Return the records that follow unaltered. Omit every picture.

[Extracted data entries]
___

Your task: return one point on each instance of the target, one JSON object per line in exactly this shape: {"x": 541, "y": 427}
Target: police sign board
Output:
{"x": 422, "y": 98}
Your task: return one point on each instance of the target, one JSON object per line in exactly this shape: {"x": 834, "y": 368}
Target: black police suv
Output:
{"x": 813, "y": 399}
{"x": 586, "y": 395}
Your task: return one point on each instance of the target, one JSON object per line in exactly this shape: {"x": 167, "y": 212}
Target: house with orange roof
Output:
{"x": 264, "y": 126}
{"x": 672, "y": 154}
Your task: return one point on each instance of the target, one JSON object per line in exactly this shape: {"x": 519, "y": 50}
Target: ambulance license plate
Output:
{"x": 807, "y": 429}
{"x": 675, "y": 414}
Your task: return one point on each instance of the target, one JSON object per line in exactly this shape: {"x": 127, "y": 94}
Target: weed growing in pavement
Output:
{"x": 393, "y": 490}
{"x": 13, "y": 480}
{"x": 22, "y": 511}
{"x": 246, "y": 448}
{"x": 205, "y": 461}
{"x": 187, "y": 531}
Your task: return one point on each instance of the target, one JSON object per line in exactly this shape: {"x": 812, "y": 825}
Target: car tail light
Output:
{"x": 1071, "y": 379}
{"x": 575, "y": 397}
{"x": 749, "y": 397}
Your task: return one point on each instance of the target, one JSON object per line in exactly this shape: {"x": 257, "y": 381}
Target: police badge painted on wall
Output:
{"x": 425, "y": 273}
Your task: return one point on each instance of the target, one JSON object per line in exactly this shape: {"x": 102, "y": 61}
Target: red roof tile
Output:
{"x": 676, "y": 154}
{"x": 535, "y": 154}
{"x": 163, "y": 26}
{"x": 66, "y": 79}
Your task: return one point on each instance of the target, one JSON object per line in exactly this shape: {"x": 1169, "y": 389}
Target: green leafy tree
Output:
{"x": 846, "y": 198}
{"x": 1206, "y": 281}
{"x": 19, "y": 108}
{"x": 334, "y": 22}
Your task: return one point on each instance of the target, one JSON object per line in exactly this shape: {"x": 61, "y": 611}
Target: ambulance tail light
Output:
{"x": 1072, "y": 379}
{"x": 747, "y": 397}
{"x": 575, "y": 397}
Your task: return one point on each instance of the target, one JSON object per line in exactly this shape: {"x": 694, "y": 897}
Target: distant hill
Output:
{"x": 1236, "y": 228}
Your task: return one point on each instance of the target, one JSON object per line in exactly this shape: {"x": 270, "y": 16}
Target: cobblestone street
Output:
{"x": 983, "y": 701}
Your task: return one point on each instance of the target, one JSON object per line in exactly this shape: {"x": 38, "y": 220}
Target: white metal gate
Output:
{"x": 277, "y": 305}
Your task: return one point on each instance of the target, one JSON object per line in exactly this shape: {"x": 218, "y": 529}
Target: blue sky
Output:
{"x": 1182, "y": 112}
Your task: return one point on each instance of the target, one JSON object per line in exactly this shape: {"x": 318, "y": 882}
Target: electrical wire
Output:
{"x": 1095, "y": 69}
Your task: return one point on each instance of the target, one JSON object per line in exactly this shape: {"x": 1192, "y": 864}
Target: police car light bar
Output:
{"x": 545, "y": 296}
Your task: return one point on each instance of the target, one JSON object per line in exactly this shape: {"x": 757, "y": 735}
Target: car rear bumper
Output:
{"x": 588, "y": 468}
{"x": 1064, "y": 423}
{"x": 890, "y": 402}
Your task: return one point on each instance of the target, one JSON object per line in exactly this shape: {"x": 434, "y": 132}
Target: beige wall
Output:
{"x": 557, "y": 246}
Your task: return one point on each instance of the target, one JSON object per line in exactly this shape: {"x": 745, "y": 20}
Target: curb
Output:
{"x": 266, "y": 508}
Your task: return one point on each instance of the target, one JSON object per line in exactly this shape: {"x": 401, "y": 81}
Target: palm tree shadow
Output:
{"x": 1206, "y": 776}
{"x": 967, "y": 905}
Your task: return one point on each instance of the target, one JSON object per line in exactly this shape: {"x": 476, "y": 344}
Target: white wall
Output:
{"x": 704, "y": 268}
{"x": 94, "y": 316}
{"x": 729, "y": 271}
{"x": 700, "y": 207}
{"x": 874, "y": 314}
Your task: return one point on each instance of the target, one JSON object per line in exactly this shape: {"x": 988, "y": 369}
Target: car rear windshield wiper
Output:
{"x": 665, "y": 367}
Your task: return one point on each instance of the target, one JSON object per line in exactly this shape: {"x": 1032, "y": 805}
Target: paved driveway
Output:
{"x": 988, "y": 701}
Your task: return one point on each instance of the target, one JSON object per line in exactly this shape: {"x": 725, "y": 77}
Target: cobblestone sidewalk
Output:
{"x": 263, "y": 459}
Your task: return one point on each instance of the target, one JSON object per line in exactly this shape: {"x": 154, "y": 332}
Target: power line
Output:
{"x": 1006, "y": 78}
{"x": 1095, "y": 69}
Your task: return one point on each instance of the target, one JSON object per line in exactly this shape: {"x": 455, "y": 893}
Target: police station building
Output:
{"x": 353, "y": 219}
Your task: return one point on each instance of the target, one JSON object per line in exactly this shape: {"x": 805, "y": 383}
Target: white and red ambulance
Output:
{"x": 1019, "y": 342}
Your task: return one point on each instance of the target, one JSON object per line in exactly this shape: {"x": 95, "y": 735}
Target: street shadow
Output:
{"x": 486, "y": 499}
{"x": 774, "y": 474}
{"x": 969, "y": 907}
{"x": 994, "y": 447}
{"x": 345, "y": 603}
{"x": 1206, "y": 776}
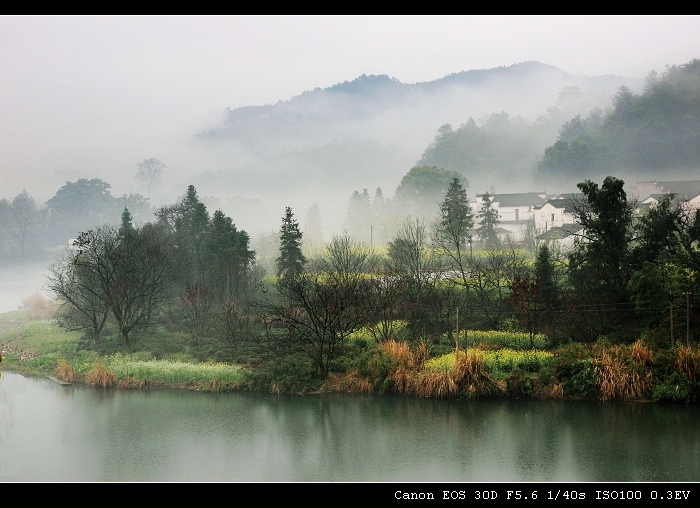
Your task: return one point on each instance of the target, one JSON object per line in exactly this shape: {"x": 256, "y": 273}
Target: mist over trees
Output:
{"x": 647, "y": 135}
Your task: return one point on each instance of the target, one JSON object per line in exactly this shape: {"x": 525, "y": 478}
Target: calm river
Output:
{"x": 50, "y": 432}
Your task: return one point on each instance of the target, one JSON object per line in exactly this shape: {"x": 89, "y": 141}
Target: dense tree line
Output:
{"x": 656, "y": 131}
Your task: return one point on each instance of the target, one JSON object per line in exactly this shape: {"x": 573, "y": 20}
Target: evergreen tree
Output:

___

SOLUTION TO THIS PROBLEM:
Your task: return one point on each instance of the target, one JSON object per line in exactly this shape: {"x": 541, "y": 427}
Target: police sign board
Output:
{"x": 422, "y": 98}
Your task: return one point on each instance of the target, one JSON object per line in exactly this shape: {"x": 834, "y": 368}
Target: black police suv
Output:
{"x": 813, "y": 399}
{"x": 586, "y": 395}
Your task: return one point on each instance of the target, one JSON object per line in exactly this shape: {"x": 167, "y": 212}
Target: house with orange roof
Output:
{"x": 264, "y": 126}
{"x": 672, "y": 154}
Your task: return one point on each instance of the target, one JSON object per line in exactly this shape: {"x": 519, "y": 50}
Target: ambulance license plate
Output:
{"x": 807, "y": 429}
{"x": 675, "y": 414}
Your task: return one point on each instance of the target, one JSON object per line in exactly this shape: {"x": 127, "y": 94}
Target: weed growing in pavement
Output:
{"x": 393, "y": 490}
{"x": 13, "y": 480}
{"x": 22, "y": 511}
{"x": 246, "y": 448}
{"x": 205, "y": 461}
{"x": 187, "y": 531}
Your task: return one point on each instance of the target, one JSON object per line in exactly this shape: {"x": 812, "y": 825}
Target: car tail light
Output:
{"x": 1071, "y": 379}
{"x": 575, "y": 397}
{"x": 749, "y": 397}
Your task: return one point on each instance of the target, one JSON object per line in exactly this shape: {"x": 257, "y": 381}
Target: police badge painted on wall
Output:
{"x": 425, "y": 273}
Your task: return one point on each instance of the target, one JSON object per line in exactly this shape: {"x": 102, "y": 61}
Target: red roof tile
Output:
{"x": 676, "y": 154}
{"x": 535, "y": 154}
{"x": 163, "y": 26}
{"x": 66, "y": 79}
Your task: return one point on each instance of the target, one JSON object per line in exactly this shape: {"x": 1169, "y": 389}
Target: green leafy tree
Output:
{"x": 846, "y": 198}
{"x": 1206, "y": 281}
{"x": 19, "y": 108}
{"x": 334, "y": 22}
Your task: return one point on each instance of the target, one JSON object per line in exactly this shape: {"x": 61, "y": 611}
Target: ambulance tail light
Output:
{"x": 1072, "y": 379}
{"x": 747, "y": 397}
{"x": 575, "y": 397}
Your task: return one point on each instance of the target, one JSON object per line in exactly this shape: {"x": 694, "y": 897}
Target: distant hill
Output:
{"x": 1236, "y": 228}
Your task: return one point on each instance of the target, one JSON object per line in exactly this shape: {"x": 270, "y": 16}
Target: cobblestone street
Output:
{"x": 983, "y": 701}
Your task: return one point on each instance of the target, one JSON object per line in exactly this shape: {"x": 38, "y": 220}
Target: white metal gate
Output:
{"x": 277, "y": 305}
Your task: return one point on each instance of the target, one JSON object per line in exactly this shape: {"x": 218, "y": 529}
Target: blue sky
Output:
{"x": 1182, "y": 112}
Your task: return one point on each instance of the target, one JSON object per line in exactly this shape: {"x": 318, "y": 882}
Target: electrical wire
Output:
{"x": 1095, "y": 69}
Your task: return one point on each instance of the target, one JSON object per line in exactly this shape: {"x": 1192, "y": 864}
Target: police car light bar
Output:
{"x": 545, "y": 296}
Your task: return one point on each instance of the target, one JSON object per line in exactly this shape: {"x": 757, "y": 735}
Target: car rear bumper
Output:
{"x": 588, "y": 468}
{"x": 1064, "y": 423}
{"x": 890, "y": 402}
Your task: return one point on each instance of the target, one JSON object per line in exactly this shape: {"x": 434, "y": 132}
Target: beige wall
Output:
{"x": 557, "y": 246}
Your task: return one point on each instance of the target, one JSON object per line in exactly this shape: {"x": 745, "y": 20}
Target: curb
Output:
{"x": 266, "y": 508}
Your task: return one point on each instance of the target, one JSON object per line in exactly this shape: {"x": 401, "y": 81}
Target: palm tree shadow
Output:
{"x": 1206, "y": 776}
{"x": 967, "y": 905}
Your task: return one point on each instance of the target, one JSON object per line in exactly this shape: {"x": 476, "y": 344}
Target: white wall
Output:
{"x": 704, "y": 268}
{"x": 94, "y": 316}
{"x": 729, "y": 271}
{"x": 700, "y": 207}
{"x": 874, "y": 314}
Your task: return one point on each instance of the target, one JSON object per line in exactly this shape: {"x": 988, "y": 369}
Target: car rear windshield wiper
Output:
{"x": 665, "y": 367}
Your task: return one point on each instance of the target, one JSON object per line in exactly this shape: {"x": 1032, "y": 805}
Target: paved driveway
Output:
{"x": 988, "y": 701}
Your task: return one point on each instance of the target, one JSON object per line in exactly this shape: {"x": 725, "y": 77}
Target: cobblestone sidewalk
Output:
{"x": 263, "y": 459}
Your task: return one point on each instance of the target, one JSON object per line in exactly this shape: {"x": 154, "y": 332}
Target: power line
Output:
{"x": 1006, "y": 78}
{"x": 1095, "y": 69}
Your task: return one point on each instance of the target, one JSON object per line in exactly this shape: {"x": 455, "y": 893}
Target: police station building
Output:
{"x": 353, "y": 219}
Your task: return one point on each instance of the target, one JSON object per line in exactly this shape: {"x": 805, "y": 383}
Target: white and red ambulance
Output:
{"x": 1019, "y": 342}
Your task: return one point on each instance of the target, one JSON object per line in exactly this shape: {"x": 95, "y": 735}
Target: street shadow
Output:
{"x": 486, "y": 499}
{"x": 774, "y": 474}
{"x": 969, "y": 907}
{"x": 994, "y": 447}
{"x": 345, "y": 603}
{"x": 1206, "y": 776}
Your task: return one point on each instance of the target, one JSON object per line in exactly this shape: {"x": 256, "y": 273}
Target: mist over trees
Output:
{"x": 647, "y": 135}
Your task: return one point on each instance of the target, one JSON object per line in exactly this shape: {"x": 525, "y": 478}
Target: calm river
Output:
{"x": 50, "y": 432}
Your task: return one point on each instance of the target, one JSON object per line in exactly this shape: {"x": 89, "y": 141}
Target: dense tree line
Output:
{"x": 656, "y": 131}
Your task: return one point on each instance of the target, one JSON object per line in exactly this shape: {"x": 573, "y": 20}
Target: evergreen tree
Output:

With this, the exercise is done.